EXTRACTED DATA:

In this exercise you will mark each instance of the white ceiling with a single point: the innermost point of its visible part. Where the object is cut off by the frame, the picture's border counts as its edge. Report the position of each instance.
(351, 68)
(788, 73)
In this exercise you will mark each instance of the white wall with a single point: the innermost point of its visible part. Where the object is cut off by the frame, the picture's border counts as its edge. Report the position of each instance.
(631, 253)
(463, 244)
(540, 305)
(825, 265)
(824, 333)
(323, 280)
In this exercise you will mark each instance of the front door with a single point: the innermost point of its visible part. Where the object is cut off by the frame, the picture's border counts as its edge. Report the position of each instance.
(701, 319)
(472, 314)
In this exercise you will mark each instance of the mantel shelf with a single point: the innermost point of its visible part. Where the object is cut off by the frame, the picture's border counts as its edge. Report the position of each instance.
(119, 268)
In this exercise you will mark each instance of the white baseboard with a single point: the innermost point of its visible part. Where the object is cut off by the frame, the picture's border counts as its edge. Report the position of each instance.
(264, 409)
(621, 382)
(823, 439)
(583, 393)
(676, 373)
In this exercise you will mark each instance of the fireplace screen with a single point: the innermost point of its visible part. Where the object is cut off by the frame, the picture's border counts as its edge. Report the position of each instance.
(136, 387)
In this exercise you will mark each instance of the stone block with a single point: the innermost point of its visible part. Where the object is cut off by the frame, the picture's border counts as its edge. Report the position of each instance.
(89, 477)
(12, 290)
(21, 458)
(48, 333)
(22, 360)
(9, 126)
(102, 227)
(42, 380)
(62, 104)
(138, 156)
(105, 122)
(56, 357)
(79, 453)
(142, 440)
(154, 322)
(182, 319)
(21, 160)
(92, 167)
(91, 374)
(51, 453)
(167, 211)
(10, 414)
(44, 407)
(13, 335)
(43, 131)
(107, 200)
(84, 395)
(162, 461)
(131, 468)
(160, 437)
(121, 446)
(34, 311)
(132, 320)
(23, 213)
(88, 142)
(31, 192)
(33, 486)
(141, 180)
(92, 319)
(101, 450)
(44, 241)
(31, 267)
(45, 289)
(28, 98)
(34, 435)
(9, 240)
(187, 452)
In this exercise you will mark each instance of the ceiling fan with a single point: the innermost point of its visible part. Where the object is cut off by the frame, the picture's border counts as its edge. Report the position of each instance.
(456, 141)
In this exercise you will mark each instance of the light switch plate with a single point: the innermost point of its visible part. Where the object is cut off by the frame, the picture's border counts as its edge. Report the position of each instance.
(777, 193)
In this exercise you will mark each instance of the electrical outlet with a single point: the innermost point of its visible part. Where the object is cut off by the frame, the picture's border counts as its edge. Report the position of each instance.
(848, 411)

WHAT IS BEING ASKED: Return the listing above word for word.

TASK RESPONSE:
In this exercise you will mark each instance of the white ceiling with a single point: the innermost point of its visible part. Where the object is cut off by the frame, the picture's border counts as its edge. Report the position of each instance.
(351, 68)
(788, 73)
In this exercise you will mark each instance of the white wall with a single point: the innermost point of its visible part. Where the object is cut off by the frame, the picture's border counts as its edge. Report the position of each instance.
(631, 253)
(463, 244)
(540, 305)
(825, 265)
(824, 333)
(323, 280)
In this exercise you will mark each instance of the front door with a single point: the innermost point of its visible part. Where the object is cut off by the frame, the picture's border counts as its edge. Report the position of each instance.
(701, 319)
(472, 314)
In this exercise you will mark each instance of the mantel shelf with a single point: the innermost point of its visible part. Where the object is cut off by the frame, the picture's border counts as its edge. Report the position of each instance.
(119, 268)
In this exercise you will mark each instance of the white baseboard with a single point: the innermost point of its visible part. Where the object is cut off by the frame, the picture's border counts as its edge. Report the position of each instance.
(264, 409)
(621, 382)
(823, 439)
(583, 393)
(676, 373)
In this exercise you will mark each instance of the fireplace screen with a single point: the innermost point of its visible part. Where the object is cut off by the frame, the picture's border counts as its edge. Report the position of each instance.
(136, 387)
In this exercise you will mark each instance of the stone block with a single point: the innermost point of its visible part. Where the object is cut off by the frame, the picture's border counts as its edge. Report the position of each instance.
(89, 477)
(12, 290)
(21, 458)
(48, 333)
(22, 360)
(9, 126)
(102, 227)
(42, 380)
(62, 104)
(138, 156)
(105, 122)
(56, 357)
(79, 453)
(142, 440)
(154, 322)
(182, 319)
(21, 160)
(92, 167)
(91, 374)
(51, 453)
(167, 211)
(10, 414)
(44, 407)
(13, 335)
(43, 131)
(107, 200)
(84, 395)
(162, 461)
(131, 468)
(160, 437)
(121, 446)
(34, 311)
(132, 320)
(23, 213)
(88, 142)
(31, 192)
(33, 486)
(141, 180)
(92, 319)
(101, 450)
(44, 241)
(31, 267)
(45, 289)
(28, 98)
(34, 435)
(9, 240)
(187, 452)
In this exercise you will mark each instance of the ceiling fan with a single point: the innermost point of its visible part. Where the object is cut off by the frame, the picture's border counts as its edge. Report the position of each instance.
(456, 141)
In this exercise you will mark each instance of the light switch plate with a single point: the innermost point of its visible part. Where the object is cut off by the frame, the picture's border counts as its edge. Report the position of each instance.
(777, 193)
In this exercise you will mark each instance of the electrical outlet with a single point: the innermost point of its visible part. Where the object is cut off by the frame, the picture's border counts as its edge. Report the position of each instance.
(848, 411)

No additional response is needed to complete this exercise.